> What the task requires: Print verbatim every line starting at the one that contains "A single marker falls on each instance of the hazy" and ending at the final line of the records; include both endpoints.

-- START --

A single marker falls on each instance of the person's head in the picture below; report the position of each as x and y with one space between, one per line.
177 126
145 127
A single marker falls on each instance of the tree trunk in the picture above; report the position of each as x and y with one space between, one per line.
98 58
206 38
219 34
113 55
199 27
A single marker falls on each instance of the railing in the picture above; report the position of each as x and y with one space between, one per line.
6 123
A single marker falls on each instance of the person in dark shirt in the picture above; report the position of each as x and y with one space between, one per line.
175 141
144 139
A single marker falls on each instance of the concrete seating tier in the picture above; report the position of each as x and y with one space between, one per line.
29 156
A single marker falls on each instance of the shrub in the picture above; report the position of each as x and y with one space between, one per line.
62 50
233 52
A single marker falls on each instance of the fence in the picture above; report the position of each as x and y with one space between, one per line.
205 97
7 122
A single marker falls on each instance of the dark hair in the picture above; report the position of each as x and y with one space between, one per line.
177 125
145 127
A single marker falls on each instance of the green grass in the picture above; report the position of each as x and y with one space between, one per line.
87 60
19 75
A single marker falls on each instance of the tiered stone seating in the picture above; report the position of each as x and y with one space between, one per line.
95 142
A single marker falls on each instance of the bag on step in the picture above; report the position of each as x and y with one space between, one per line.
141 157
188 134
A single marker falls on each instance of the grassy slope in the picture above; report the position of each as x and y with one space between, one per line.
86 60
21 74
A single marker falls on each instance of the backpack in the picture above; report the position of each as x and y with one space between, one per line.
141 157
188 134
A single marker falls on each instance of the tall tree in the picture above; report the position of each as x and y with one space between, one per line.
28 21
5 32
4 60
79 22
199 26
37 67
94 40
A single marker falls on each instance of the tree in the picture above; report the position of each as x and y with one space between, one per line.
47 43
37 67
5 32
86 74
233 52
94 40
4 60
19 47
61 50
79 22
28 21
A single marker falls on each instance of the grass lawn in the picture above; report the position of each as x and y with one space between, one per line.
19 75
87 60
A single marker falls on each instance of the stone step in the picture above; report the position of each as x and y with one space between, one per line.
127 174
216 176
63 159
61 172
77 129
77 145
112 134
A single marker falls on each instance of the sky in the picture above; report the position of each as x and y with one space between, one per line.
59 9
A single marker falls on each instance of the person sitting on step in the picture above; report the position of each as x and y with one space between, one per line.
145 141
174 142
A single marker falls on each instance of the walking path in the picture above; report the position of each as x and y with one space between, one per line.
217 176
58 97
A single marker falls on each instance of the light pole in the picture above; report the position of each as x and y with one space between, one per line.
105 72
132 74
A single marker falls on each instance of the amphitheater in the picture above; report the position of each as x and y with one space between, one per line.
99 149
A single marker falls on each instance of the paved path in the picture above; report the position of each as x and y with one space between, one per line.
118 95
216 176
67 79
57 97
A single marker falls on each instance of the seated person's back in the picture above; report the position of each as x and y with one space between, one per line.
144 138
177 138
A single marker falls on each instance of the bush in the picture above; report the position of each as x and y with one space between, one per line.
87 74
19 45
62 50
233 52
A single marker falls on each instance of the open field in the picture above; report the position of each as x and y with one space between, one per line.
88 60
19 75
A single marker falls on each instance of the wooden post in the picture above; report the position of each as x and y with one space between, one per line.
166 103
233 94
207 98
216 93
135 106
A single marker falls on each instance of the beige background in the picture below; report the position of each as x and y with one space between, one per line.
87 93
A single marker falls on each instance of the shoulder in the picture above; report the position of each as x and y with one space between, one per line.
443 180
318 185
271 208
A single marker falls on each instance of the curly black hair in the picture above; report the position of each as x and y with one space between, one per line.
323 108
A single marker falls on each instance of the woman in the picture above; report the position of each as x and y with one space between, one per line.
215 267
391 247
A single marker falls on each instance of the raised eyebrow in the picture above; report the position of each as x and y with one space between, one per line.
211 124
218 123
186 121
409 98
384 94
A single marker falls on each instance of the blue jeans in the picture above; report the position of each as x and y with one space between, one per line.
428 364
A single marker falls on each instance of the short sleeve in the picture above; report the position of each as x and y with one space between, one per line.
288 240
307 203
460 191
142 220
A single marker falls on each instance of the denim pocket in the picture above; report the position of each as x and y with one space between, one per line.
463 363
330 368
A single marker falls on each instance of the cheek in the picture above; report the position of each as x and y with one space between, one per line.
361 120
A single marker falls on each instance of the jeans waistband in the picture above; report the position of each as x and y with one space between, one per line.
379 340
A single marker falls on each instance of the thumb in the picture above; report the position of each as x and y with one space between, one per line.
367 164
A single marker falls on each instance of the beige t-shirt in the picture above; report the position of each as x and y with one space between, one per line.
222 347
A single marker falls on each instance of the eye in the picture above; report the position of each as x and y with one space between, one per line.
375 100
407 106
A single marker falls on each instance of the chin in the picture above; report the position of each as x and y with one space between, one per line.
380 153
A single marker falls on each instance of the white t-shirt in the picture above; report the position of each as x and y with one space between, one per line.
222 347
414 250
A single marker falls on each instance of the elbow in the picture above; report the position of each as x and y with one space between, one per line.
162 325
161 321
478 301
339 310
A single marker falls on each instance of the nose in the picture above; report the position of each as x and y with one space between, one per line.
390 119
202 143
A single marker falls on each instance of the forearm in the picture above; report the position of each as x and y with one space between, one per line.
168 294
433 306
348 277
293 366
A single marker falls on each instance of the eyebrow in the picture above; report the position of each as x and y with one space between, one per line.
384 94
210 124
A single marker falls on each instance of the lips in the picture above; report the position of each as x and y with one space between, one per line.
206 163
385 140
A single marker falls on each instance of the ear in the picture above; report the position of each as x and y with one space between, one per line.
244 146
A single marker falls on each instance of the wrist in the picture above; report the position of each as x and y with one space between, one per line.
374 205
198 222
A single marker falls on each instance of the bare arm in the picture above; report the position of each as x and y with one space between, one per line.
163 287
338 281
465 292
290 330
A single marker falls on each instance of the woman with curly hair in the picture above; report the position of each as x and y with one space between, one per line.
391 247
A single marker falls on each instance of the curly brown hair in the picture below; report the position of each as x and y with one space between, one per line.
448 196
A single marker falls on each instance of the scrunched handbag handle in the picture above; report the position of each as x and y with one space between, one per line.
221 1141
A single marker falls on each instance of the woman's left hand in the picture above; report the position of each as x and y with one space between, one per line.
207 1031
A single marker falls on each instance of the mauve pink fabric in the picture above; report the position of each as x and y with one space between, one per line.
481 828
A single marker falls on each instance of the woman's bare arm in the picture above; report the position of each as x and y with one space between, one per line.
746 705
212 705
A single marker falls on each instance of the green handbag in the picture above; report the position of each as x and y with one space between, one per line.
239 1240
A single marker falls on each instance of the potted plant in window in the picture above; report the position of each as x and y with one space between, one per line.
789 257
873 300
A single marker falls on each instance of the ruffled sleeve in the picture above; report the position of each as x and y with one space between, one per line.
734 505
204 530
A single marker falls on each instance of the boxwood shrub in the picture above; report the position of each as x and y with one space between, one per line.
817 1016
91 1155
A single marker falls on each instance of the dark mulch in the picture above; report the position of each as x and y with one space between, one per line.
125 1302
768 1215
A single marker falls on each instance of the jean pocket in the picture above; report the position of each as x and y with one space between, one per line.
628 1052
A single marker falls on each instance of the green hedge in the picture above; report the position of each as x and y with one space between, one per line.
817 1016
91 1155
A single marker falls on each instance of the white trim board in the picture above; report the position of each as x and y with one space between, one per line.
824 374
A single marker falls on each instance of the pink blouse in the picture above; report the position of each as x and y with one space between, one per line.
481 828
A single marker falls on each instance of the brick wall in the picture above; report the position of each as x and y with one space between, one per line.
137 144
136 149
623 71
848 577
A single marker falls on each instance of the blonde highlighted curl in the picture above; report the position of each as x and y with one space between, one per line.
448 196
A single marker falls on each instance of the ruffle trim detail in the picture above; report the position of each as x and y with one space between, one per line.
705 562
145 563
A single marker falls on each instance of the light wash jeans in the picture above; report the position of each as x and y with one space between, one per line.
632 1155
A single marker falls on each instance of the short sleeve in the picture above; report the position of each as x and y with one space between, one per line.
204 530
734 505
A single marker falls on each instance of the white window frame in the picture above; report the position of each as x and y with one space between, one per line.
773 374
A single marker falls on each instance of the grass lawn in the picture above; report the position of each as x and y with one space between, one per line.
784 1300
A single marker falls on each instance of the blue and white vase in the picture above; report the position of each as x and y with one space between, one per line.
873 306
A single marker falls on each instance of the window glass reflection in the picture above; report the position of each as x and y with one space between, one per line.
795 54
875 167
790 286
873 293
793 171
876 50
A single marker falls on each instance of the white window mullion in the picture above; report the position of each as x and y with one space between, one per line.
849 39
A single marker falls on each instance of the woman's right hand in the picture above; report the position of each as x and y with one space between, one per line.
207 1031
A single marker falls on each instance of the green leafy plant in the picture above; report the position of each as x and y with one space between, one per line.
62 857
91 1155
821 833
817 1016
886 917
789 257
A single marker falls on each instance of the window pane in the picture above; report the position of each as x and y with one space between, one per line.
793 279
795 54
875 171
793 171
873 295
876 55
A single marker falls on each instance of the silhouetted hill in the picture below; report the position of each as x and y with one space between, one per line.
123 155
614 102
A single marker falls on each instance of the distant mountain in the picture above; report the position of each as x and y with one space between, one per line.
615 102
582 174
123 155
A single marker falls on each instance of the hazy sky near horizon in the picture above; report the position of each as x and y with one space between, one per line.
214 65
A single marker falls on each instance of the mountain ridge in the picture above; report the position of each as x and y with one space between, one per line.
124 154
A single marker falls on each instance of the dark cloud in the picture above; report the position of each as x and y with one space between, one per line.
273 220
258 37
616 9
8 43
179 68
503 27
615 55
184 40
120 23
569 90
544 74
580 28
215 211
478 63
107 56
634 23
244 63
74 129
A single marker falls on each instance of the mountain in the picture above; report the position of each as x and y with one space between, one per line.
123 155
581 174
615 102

-- END --

> Written answer:
A single marker falls on each instance of the hazy sky near horizon in the picture above; report the position of each as x and y with one space between, one per line.
214 65
A single marker falls on each instance of the mountain ridge in the picture above; report the position of each as x and y with one space between, one per line.
124 154
A single marker falls on each instance of the dark cloud in the picture above; report the position of each as x and y with one space between, one per line.
273 220
258 37
616 9
8 43
179 68
503 27
615 55
184 40
120 23
569 90
544 74
580 28
215 211
478 63
107 56
634 23
244 63
74 129
A single marker falls on each instance of the mountain in the picture above; report the position of each as x and y with one space between, one per line.
123 155
581 174
615 102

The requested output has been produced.